Activity: Repeat each record below exactly as given.

▶

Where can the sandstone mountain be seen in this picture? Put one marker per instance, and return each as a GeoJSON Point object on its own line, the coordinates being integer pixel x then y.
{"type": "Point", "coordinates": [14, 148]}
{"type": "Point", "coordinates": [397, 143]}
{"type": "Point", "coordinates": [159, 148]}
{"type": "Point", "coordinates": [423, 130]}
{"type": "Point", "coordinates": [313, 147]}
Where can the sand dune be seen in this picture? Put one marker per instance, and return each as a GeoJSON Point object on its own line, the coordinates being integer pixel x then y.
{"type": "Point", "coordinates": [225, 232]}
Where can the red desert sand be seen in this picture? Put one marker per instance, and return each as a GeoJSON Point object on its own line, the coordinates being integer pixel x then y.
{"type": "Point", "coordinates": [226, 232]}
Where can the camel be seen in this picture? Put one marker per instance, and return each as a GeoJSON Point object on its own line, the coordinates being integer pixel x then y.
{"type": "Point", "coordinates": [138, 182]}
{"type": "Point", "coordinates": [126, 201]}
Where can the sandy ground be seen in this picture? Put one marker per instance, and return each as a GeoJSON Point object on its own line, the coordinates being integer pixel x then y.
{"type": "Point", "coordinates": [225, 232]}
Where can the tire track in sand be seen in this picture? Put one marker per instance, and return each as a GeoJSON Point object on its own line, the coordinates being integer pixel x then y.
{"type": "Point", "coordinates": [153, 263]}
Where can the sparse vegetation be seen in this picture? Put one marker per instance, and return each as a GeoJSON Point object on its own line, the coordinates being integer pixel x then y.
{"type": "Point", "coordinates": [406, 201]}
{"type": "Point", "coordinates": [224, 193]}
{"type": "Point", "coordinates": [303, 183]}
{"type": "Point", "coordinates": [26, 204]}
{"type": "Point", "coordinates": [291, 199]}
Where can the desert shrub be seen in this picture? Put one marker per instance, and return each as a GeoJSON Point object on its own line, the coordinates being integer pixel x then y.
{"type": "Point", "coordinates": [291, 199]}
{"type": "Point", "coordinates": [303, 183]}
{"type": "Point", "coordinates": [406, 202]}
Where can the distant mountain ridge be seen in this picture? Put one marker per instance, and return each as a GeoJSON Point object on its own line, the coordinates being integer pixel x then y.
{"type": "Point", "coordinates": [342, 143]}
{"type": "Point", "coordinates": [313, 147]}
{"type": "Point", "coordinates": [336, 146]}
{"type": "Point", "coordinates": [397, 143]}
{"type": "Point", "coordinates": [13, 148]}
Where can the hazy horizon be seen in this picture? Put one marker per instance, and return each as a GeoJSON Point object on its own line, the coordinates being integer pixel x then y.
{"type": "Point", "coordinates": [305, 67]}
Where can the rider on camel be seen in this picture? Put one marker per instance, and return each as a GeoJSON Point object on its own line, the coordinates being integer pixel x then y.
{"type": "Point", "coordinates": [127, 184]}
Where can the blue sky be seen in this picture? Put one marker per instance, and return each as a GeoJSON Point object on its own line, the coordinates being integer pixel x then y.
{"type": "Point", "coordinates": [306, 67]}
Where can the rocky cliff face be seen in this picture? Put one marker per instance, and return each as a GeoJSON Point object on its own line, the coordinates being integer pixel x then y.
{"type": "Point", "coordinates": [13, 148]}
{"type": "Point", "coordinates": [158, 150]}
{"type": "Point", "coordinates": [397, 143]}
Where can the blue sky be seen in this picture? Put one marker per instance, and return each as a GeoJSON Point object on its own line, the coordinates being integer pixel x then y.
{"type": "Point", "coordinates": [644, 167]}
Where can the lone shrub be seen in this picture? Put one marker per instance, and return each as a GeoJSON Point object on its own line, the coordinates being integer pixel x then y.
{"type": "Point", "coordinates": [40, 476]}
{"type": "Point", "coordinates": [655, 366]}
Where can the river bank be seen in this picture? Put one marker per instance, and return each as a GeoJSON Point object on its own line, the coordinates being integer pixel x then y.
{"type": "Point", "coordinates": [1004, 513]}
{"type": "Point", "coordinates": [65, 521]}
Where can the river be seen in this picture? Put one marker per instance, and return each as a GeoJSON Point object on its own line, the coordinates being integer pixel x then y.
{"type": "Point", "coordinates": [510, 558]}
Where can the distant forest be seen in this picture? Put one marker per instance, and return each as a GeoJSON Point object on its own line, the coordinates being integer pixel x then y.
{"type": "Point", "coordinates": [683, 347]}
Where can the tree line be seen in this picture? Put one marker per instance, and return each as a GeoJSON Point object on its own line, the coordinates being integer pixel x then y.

◀

Result:
Where can the sandstone mountain be seen in this picture? Put one marker per instance, and return each as a GeoJSON Point object on its own line, the coordinates being integer pixel x then y.
{"type": "Point", "coordinates": [14, 148]}
{"type": "Point", "coordinates": [397, 143]}
{"type": "Point", "coordinates": [159, 148]}
{"type": "Point", "coordinates": [423, 130]}
{"type": "Point", "coordinates": [313, 147]}
Where can the sand dune be seen in this picture? Put one marker per instance, and return each as a GeoJSON Point object on its own line, the coordinates being integer pixel x then y.
{"type": "Point", "coordinates": [225, 232]}
Where can the red desert sand be seen in this picture? Put one marker per instance, and return each as a GeoJSON Point object on its own line, the coordinates being integer pixel x then y.
{"type": "Point", "coordinates": [226, 232]}
Where can the camel be seen in this picture? Put one marker per instance, and return each as a GeoJSON Point object on its own line, the coordinates being integer pixel x then y.
{"type": "Point", "coordinates": [138, 182]}
{"type": "Point", "coordinates": [126, 201]}
Where can the sandy ground be seen in this picture? Put one marker per instance, and return each as a GeoJSON Point object on its own line, the coordinates being integer pixel x then y.
{"type": "Point", "coordinates": [225, 232]}
Where can the tire track in sand be seen in this picture? Put one marker per instance, and return each as a GeoJSON Point object on its own line, the coordinates being integer pixel x then y.
{"type": "Point", "coordinates": [153, 263]}
Where can the sparse vegetation be seen in this picture? Put one marker per instance, and return each as a GeoJSON Point object on its own line, the coordinates being integer pixel x then y.
{"type": "Point", "coordinates": [406, 201]}
{"type": "Point", "coordinates": [224, 193]}
{"type": "Point", "coordinates": [303, 183]}
{"type": "Point", "coordinates": [26, 204]}
{"type": "Point", "coordinates": [291, 199]}
Where can the desert shrub be seen in this picture? Put one marker per instance, and return each as a GeoJSON Point object on its own line, the coordinates being integer pixel x then y.
{"type": "Point", "coordinates": [291, 199]}
{"type": "Point", "coordinates": [303, 183]}
{"type": "Point", "coordinates": [406, 202]}
Where can the distant mountain ridge be seen in this picture? Put one marker per instance, and return each as a GeoJSON Point object on its own line, the coordinates being integer pixel x then y.
{"type": "Point", "coordinates": [342, 143]}
{"type": "Point", "coordinates": [313, 147]}
{"type": "Point", "coordinates": [336, 146]}
{"type": "Point", "coordinates": [397, 143]}
{"type": "Point", "coordinates": [13, 148]}
Where can the hazy horizon be seen in this picture? Put one marker per instance, and return each as a GeoJSON Point object on its own line, the coordinates being integer pixel x then y.
{"type": "Point", "coordinates": [305, 67]}
Where can the rider on camel be seen in this picture? Put one marker per instance, and return each as a GeoJSON Point object on its own line, the coordinates being integer pixel x then y.
{"type": "Point", "coordinates": [127, 184]}
Where can the blue sky be seen in this picture? Put one marker per instance, and return each as a GeoJSON Point object on its own line, the coordinates being integer pixel x then y.
{"type": "Point", "coordinates": [306, 67]}
Where can the rocky cliff face be seen in this picture? Put one marker per instance, and return each as a GeoJSON Point object on its own line, the coordinates being integer pixel x then y.
{"type": "Point", "coordinates": [13, 148]}
{"type": "Point", "coordinates": [158, 150]}
{"type": "Point", "coordinates": [397, 143]}
Where can the blue sky be seen in this picture? Put one marker per instance, and return each as a GeoJSON Point object on its own line, the coordinates being integer pixel x then y.
{"type": "Point", "coordinates": [644, 167]}
Where can the lone shrub be seen in this picture? Put one marker per instance, and return each as a GeoJSON Point object on its own line, the coordinates being integer pixel x then y.
{"type": "Point", "coordinates": [40, 476]}
{"type": "Point", "coordinates": [655, 366]}
Where can the river bank be seen in this picture? Put one marker per instance, and return each as a GeoJSON Point object on its own line, the coordinates being integer pixel x then y.
{"type": "Point", "coordinates": [1004, 513]}
{"type": "Point", "coordinates": [65, 521]}
Where can the river be seen in this picture? Put one marker per instance, and return each as a GeoJSON Point object on its own line, the coordinates being integer pixel x then y.
{"type": "Point", "coordinates": [510, 558]}
Where can the distant forest be seen in this picture? Put one marker per instance, and return each as a GeoJSON Point object on its own line, the coordinates being integer pixel x then y.
{"type": "Point", "coordinates": [683, 347]}
Where can the tree line be seen in this picture? Put one marker per instance, and return each as a GeoJSON Point object on its own line, the coordinates being integer pixel x then y.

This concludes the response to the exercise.